[Extracted records]

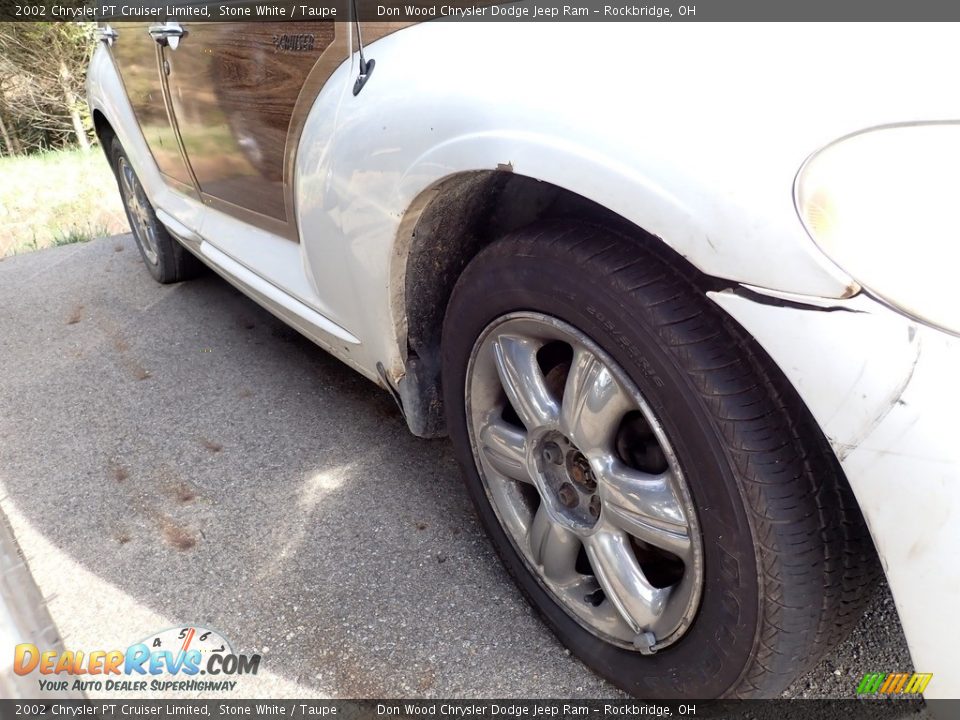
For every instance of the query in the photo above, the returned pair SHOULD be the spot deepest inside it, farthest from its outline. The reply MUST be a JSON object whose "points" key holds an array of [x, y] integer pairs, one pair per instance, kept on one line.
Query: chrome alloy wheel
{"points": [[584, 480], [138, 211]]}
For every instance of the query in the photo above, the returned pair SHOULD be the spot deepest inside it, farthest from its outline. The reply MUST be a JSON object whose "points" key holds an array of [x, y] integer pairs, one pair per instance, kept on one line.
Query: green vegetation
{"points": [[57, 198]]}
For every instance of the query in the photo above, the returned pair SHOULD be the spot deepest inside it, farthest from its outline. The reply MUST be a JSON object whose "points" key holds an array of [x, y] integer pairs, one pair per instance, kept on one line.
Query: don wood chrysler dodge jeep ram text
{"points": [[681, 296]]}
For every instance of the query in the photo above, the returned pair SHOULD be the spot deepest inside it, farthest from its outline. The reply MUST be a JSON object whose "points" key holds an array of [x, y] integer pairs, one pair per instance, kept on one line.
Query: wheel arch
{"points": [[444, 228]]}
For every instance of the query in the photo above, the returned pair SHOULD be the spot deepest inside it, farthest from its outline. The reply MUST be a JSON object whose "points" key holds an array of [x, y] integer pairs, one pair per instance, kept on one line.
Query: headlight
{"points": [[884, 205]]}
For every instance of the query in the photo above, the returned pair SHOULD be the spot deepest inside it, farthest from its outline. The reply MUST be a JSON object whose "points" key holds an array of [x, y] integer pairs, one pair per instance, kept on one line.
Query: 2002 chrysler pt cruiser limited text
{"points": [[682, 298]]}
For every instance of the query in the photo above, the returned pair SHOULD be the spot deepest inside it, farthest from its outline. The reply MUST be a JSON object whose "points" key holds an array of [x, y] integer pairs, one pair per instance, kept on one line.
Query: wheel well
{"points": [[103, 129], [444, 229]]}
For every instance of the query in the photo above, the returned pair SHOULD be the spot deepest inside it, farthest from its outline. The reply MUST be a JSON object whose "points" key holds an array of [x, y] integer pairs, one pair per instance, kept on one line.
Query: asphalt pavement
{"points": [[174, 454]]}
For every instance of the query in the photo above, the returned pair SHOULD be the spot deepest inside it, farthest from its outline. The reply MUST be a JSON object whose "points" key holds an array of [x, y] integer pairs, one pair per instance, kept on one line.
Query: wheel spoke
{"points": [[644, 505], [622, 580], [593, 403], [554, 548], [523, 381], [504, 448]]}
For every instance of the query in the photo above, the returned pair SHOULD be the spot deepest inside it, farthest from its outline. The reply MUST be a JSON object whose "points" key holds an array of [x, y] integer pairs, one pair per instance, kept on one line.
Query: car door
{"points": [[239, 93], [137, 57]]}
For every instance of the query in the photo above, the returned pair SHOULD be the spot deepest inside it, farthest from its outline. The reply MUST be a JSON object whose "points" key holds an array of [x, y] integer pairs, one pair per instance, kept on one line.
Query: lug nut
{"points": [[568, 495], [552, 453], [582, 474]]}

_Task description_. Only the pictures are to be excluded; all other parts of the records above are to be given exactly.

_Reply to the task_.
For every instance of the query in the photo above, the returned pair SHOULD be the spot deepest inside it, farthest from its outline. The reply MUST be a JSON object whose "points" key holds an array of [x, y] integer pairs, one pair per instance, kept on one line.
Query: chrome alloy wheel
{"points": [[584, 480], [138, 211]]}
For every instance of the query in the photo above, the returned pair SHOULD be the spot deepest inside it, farthest from its outline. The reply MUST be a JSON object whose "points" key holds an array of [x, y] integer pairs, one pair per instance, kept on one line.
Query: green vegetation
{"points": [[57, 198]]}
For every instance of the query in the photo above, the returned pair SHOULD be the spot deepest inside it, farthest from its outline. The reply MUST be a JSON object whose "points" key holds an array of [x, y] integer pairs, one pair per instance, kept on one line.
Query: don wood chrysler dodge jeep ram text
{"points": [[681, 296]]}
For every instance of the query in the photo above, the returned pair SHOULD be the spot deepest inside it, farthest from its outline. The reply MUST be a JSON object whose "points" key holds an array of [x, y] integer pairs, one pair per instance, kept on one line.
Query: wheel arch
{"points": [[444, 228]]}
For every instance of the query in the photo above, the returned pair SHOULD be the spot deepest inside it, farthest from its outline. The reply MUST be a JSON object whose "points" key holds an array of [x, y] integer pairs, one pair per instance, kept on one line.
Query: headlight
{"points": [[884, 205]]}
For every instance of the query in the photo above, the returned pair SHOULD be the spot deepest inside it, farthest from its outline. The reply MUST be a JSON object whose "points" key holds an array of [x, y] integer pairs, one pair per instance, kept on one line.
Query: 2002 chrysler pt cruiser limited text
{"points": [[682, 298]]}
For every instance of the query in the photo above, the returned pair SHOULD be the spot deepest inside it, farthest from its outline. The reply MUST be a JSON object whose "points" key holds an array of [x, y] integer pairs, one pair per instance, kept on one line.
Query: wheel well
{"points": [[103, 129], [444, 229]]}
For every instance of the query in the photo above, the returned pair SHOULD be the spot deepest inside it, farthest from its outline. The reply MUST be a JSON object whose "points" key holds an array of [x, y] integer pairs, one pair per instance, kept on one line.
Query: asphalt pavement
{"points": [[174, 454]]}
For every instance of the query in the photo above, the returned pair SHOULD be the spot deepest inside it, farthest from its outline. The reply MUST be a JSON object whose "points" key holds an array of [x, y] integer pairs, one pair per instance, kept on one line.
Query: wheel spoke
{"points": [[644, 505], [622, 580], [593, 403], [554, 548], [523, 381], [504, 448]]}
For every instance of the query in the photo above, the returned pair SHOULD be the spot deepest inside it, farthest from its outline. The reply MUST be a JSON object whose "points" key holds an array of [x, y] integer pairs, one pair per instance, kept on one line.
Query: car door
{"points": [[239, 93], [137, 57]]}
For every instance of the query in the photo above, the returned pair SHOULD be the spot deepest inside it, farthest from its outline. The reply MUST be a JSON object whose "points" key holds an array of [x, y] integer pairs, one pair per instance, kept on one line.
Query: lug nut
{"points": [[568, 495], [552, 453], [582, 474]]}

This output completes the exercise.